» **ARTICOLO RIPORTATO**
++++++

Visioni Fuori Raccordo 2017 – The First Shot vince la 10ma edizione
The First Shot vince Visioni Fuori Raccordo 2017, tra gli altri film premiati The Prison in Twelve Landscapes, Dolphin Man, Waiting for Giraffes, The Good Intentions.
La decima edizione del Festival del Documentario di Roma Visioni Fuori Raccordo arriva a conclusione dopo una settimana ricca di proiezioni in cui abbiamo visto opere uniche sia italiane che internazionali. A portarsi a casa la vittoria è The First Shot di Yan Cheng e Federico Francioni, già premiato in occasione del 53° Festival di Pesaro. L’attrice Valentina Carnelutti ha consegnato, insieme al giornalista Roberto Silvestri, il premio assegnato dalla giuria del festival – della quale fa parte anche il regista Daniele Vicari – che ha premiato il film per la sua capacità di raccontare la prima generazione cinese nata dopo le proteste di Piazza Tienanmen “senza giudizi, senza pregiudizi, coraggiosamente e per di più con un’estetica coerente, mai formale”.

++++++

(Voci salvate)
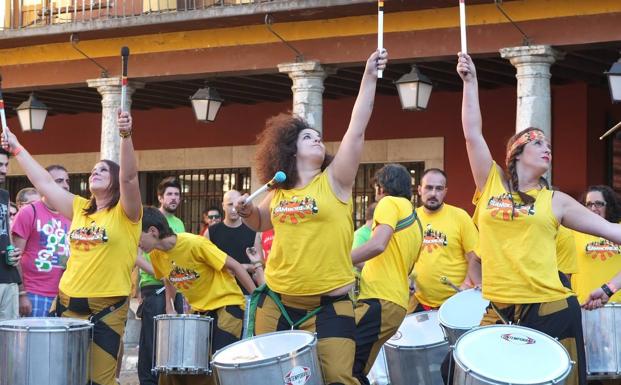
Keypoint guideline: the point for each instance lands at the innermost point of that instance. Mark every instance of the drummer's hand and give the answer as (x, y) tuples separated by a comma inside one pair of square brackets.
[(9, 140), (243, 209), (25, 306), (596, 299)]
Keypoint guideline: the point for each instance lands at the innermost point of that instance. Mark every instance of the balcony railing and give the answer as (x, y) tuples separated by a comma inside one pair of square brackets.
[(24, 14)]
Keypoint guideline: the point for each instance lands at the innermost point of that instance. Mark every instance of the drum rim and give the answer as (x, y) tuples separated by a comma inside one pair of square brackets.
[(80, 324), (265, 361), (471, 372)]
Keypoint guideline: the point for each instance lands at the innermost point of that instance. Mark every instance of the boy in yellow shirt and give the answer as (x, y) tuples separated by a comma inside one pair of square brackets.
[(194, 266)]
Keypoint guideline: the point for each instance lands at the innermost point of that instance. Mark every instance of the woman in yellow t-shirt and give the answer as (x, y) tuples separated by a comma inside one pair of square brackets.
[(309, 269), (598, 258), (104, 236), (518, 220)]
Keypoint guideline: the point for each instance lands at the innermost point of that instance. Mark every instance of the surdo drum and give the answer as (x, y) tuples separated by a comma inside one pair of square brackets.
[(45, 351), (280, 358), (509, 354), (182, 344)]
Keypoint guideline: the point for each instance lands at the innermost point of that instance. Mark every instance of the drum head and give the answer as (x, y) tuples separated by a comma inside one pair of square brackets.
[(418, 329), (513, 355), (264, 347), (464, 310), (44, 323)]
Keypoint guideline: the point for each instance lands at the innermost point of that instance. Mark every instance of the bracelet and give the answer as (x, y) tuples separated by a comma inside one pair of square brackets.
[(607, 290)]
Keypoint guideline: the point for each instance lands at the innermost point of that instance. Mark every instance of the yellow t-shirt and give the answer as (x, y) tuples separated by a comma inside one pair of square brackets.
[(195, 266), (518, 250), (447, 236), (311, 251), (566, 251), (598, 261), (103, 249), (386, 275)]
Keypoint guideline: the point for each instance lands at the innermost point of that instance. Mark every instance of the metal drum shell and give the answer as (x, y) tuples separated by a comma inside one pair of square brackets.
[(182, 344), (417, 364), (51, 351), (602, 341), (464, 375), (270, 370)]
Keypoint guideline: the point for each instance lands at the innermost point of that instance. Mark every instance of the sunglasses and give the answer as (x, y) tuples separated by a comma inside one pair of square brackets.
[(597, 204)]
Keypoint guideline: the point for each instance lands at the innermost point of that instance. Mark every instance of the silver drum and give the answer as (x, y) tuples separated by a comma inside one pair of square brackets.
[(45, 351), (281, 358), (182, 344), (602, 341), (416, 351), (461, 312), (509, 354)]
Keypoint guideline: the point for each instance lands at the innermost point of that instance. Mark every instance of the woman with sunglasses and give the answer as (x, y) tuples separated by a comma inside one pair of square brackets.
[(598, 258)]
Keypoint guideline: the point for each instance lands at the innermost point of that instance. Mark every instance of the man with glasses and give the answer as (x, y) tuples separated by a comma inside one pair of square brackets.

++++++

» **COMPITI**
1. Rispondi in base all'articolo:
(a) Quale edizione di Visioni Fuori Raccordo si conclude?
(b) In quale festival The First Shot era già stato premiato?
(c) Con chi l'attrice Valentina Carnelutti ha consegnato il premio?
2. Trascrivi dall'articolo, senza alcuna modifica, il tratto che inizia con le parole contenenti "Visioni Fuori Raccordo 2017 –" e termina con "The Good Intentions.".
3. Elenca tutti i titoli dei film premiati nominati nell'articolo.

» **SOLUZIONI**
1.
(a) La decima edizione.
(b) Il 53° Festival di Pesaro.
(c) Con il giornalista Roberto Silvestri.

2.
Visioni Fuori Raccordo 2017 – The First Shot vince la 10ma edizione
The First Shot vince Visioni Fuori Raccordo 2017, tra gli altri film premiati The Prison in Twelve Landscapes, Dolphin Man, Waiting for Giraffes, The Good Intentions.

3.
The First Shot
The Prison in Twelve Landscapes
Dolphin Man
Waiting for Giraffes
The Good Intentions